Data extracted from a collection:

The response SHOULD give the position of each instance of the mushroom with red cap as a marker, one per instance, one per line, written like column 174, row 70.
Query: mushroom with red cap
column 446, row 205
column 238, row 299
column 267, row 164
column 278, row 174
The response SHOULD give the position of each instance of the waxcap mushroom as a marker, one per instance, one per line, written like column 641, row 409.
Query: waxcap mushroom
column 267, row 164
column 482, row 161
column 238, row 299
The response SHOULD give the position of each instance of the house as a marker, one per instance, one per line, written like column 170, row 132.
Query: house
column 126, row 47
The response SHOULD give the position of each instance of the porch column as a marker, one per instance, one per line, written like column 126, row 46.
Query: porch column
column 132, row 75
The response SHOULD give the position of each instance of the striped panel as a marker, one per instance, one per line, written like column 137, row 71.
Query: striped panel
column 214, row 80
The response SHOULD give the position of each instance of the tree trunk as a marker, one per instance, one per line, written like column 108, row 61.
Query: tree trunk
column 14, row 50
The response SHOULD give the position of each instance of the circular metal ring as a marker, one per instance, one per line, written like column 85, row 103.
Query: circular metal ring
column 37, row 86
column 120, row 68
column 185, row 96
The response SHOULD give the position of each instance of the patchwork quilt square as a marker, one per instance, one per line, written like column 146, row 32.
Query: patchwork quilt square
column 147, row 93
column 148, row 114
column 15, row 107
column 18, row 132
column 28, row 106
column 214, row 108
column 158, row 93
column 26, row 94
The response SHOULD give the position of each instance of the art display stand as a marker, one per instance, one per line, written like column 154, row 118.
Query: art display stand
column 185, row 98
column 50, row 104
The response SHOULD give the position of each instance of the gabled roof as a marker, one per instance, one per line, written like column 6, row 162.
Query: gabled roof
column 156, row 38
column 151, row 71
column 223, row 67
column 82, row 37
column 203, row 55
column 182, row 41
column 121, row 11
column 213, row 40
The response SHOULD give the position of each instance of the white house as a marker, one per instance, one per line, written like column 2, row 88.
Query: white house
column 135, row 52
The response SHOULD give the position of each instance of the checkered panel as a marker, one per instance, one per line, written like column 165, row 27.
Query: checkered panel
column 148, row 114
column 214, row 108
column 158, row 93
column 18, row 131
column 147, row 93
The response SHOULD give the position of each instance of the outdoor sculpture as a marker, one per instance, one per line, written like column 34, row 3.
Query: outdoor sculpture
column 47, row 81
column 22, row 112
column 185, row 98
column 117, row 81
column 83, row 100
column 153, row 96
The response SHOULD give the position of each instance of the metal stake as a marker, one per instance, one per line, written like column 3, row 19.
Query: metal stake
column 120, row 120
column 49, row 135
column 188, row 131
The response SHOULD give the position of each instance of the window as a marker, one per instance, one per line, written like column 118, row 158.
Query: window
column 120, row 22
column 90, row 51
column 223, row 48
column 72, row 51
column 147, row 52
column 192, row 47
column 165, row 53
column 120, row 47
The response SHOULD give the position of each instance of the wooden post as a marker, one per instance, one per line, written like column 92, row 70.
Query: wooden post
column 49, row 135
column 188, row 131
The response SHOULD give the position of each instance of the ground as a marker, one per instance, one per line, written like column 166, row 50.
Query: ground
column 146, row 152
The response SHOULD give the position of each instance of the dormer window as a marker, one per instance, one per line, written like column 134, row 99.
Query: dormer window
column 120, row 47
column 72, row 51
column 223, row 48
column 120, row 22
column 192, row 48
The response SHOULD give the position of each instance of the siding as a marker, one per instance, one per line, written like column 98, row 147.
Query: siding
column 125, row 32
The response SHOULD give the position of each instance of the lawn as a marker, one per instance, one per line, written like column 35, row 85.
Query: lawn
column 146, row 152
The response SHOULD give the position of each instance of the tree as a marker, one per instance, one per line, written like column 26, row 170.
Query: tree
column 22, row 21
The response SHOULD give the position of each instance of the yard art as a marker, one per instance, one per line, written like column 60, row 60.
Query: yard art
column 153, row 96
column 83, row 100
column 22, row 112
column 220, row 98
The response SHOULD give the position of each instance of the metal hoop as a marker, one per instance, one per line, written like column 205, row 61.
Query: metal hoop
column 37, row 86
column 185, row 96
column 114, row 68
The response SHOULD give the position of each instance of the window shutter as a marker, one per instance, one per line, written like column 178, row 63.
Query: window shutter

_TASK DETAILS_
Could you set down, exactly as written, the lines above between the one holding "column 3, row 19." and the one holding "134, row 99.", inclusive, and nothing more?

_RESPONSE FOR THIS EXERCISE_
The response SHOULD give the position of each instance of the metal stake as a marker, one per instance, one per line, written like column 3, row 19.
Query: metal stake
column 120, row 120
column 49, row 135
column 188, row 131
The response SHOULD give the position of each instance of the window as a marker, one per instance, one per line, written like column 118, row 158.
Query: window
column 120, row 22
column 90, row 51
column 223, row 48
column 72, row 51
column 147, row 52
column 192, row 47
column 165, row 53
column 120, row 47
The response SHOULD give the position of each instance of the wooden post as a marker, one per instance, one per line, written like column 92, row 70.
Query: wooden post
column 49, row 135
column 188, row 131
The response SHOULD give the position of each instance of the ground as a marker, one per instance, one per line, written like column 166, row 50.
Query: ground
column 146, row 152
The response SHOULD give the position of each instance of the dormer window as a marker, one per instance, one per line, written like column 134, row 99.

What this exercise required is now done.